* **Objective**:
Copy out the listing below line for line, leaving out the pictures.

....

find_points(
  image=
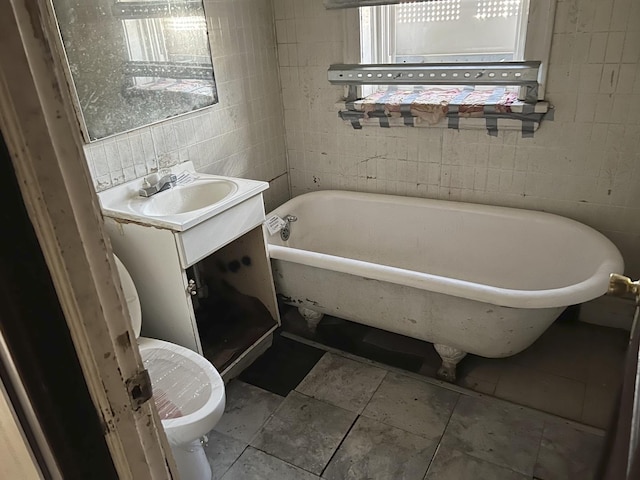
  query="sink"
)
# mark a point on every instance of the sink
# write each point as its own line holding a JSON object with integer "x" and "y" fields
{"x": 186, "y": 198}
{"x": 196, "y": 198}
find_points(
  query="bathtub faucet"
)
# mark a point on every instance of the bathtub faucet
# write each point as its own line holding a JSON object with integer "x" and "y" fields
{"x": 285, "y": 232}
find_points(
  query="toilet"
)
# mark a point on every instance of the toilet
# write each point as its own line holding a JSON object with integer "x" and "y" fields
{"x": 187, "y": 389}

....

* **Result of this exercise**:
find_points(
  image=
  query="sink"
)
# mark a point on every instance of the sink
# write each point as its own line holding a JSON object with integer "x" and "y" fields
{"x": 186, "y": 198}
{"x": 196, "y": 198}
find_points(
  query="bathtub faucet"
)
# mark a point on every instance of the bathtub faucet
# write each point as its own line holding a JSON object with integer "x" and "y" fields
{"x": 285, "y": 232}
find_points(
  query="toilet"
)
# mark a point on every instance of the toilet
# write each point as its own line holding a JSON object with integer "x" and "y" fields
{"x": 187, "y": 389}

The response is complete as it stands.